» **Task goal**
Arrange the lines of the items, from the one containing "the paved walkway." through the last line, as a JSON list of strings with one string per line. Leave out any blank lines.

» **Extracted material**
== == ==
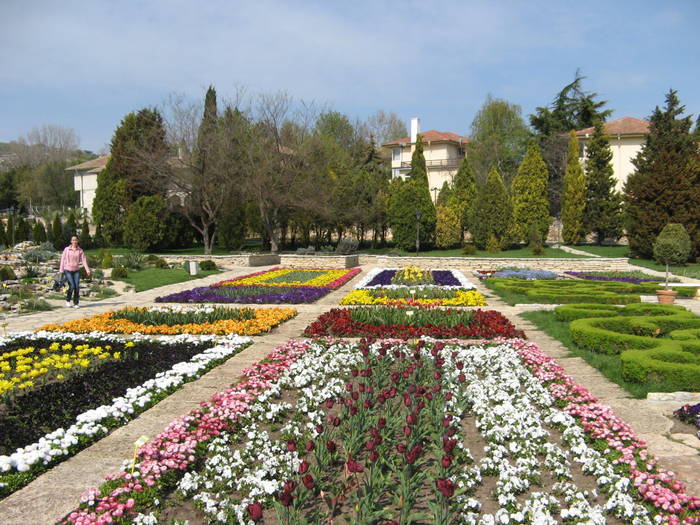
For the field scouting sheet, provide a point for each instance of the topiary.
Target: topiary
(119, 273)
(207, 265)
(672, 246)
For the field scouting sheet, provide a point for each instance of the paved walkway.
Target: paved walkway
(57, 491)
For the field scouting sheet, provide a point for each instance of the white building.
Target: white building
(443, 153)
(626, 136)
(85, 180)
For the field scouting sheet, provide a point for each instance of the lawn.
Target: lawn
(148, 278)
(524, 252)
(608, 365)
== == ==
» **Expected output**
[
  "For the field scouting sheet, provide a point for each instance of the paved walkway.",
  "Target: paved walkway",
  "(57, 491)",
  "For the field scouting sheet, provide a point for each instance of the white building.",
  "Target: white building",
  "(443, 153)",
  "(626, 136)",
  "(85, 180)",
  "For the field scouting sheet, provide a point for each instance of the lawn.",
  "Target: lawn",
  "(148, 278)",
  "(524, 252)",
  "(608, 365)"
]